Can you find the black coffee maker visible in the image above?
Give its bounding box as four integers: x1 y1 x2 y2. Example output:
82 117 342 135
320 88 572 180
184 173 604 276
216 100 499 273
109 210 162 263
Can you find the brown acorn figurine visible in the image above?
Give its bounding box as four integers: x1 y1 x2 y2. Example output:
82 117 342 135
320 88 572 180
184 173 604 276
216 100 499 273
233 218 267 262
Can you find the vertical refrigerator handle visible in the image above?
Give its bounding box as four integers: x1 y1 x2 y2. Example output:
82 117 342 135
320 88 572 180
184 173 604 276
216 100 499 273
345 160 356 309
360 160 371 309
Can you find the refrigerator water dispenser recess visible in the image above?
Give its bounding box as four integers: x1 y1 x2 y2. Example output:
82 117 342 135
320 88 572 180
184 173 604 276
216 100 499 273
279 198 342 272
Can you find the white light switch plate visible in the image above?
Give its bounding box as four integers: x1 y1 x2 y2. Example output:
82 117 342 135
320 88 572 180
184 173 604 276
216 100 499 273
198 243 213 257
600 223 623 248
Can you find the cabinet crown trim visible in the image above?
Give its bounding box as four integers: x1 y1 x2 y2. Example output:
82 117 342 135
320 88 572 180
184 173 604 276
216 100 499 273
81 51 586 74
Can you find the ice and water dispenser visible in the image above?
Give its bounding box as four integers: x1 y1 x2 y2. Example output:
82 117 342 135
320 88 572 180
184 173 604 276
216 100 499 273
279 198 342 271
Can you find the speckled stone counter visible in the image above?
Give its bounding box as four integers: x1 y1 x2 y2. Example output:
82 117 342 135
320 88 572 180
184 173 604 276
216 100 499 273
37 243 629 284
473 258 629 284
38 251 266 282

☆ ☆ ☆

Copy each of the entries above line by line, reproducing every word, number, and punctuation mark without change.

Can you find the black coffee maker visible in the image above?
Give its bounding box as four integers: x1 y1 x2 y2. Example output:
82 117 342 135
320 88 572 180
184 173 604 276
216 100 499 273
109 210 162 263
Can you find the brown acorn figurine visible in the image above?
Give its bounding box as four integers: x1 y1 x2 y2. Example output:
82 117 342 135
320 88 572 180
184 173 604 276
216 100 499 273
233 218 267 262
Can you find the vertical refrigerator handle visible in the image above?
Give its bounding box as four integers: x1 y1 x2 y2. Example output:
82 117 342 135
320 88 572 180
184 173 604 276
216 100 499 273
345 160 356 309
360 160 371 309
Can you find the refrigerator water dispenser recess visible in the image above?
Give its bounding box as four integers: x1 y1 x2 y2. Example output:
82 117 342 135
320 88 572 180
184 173 604 276
216 100 499 273
279 198 342 272
Can you find the white light switch plate visible in the image above?
Give its bounding box as four integers: x1 y1 x2 y2. Example output:
82 117 342 135
320 88 572 180
184 173 604 276
216 100 499 273
198 243 213 257
600 223 623 248
Can you find the cabinet crown trim visible in the image above?
Give its bounding box as four integers: x1 y1 x2 y2. Example output:
82 117 342 135
320 88 572 180
184 173 604 276
216 100 499 273
81 51 586 74
Can you find the ice and water dispenser visible in the image above?
Give its bounding box as four integers: x1 y1 x2 y2. Example output:
82 117 342 135
320 88 572 180
184 173 604 276
216 100 499 273
279 198 342 271
Can you find the speckled stone counter visible in the image above?
Give its bounding box as four integers: x1 y1 x2 y2. Example output:
82 117 342 135
320 88 572 180
184 173 604 276
216 100 499 273
37 243 629 284
473 258 629 284
38 251 266 282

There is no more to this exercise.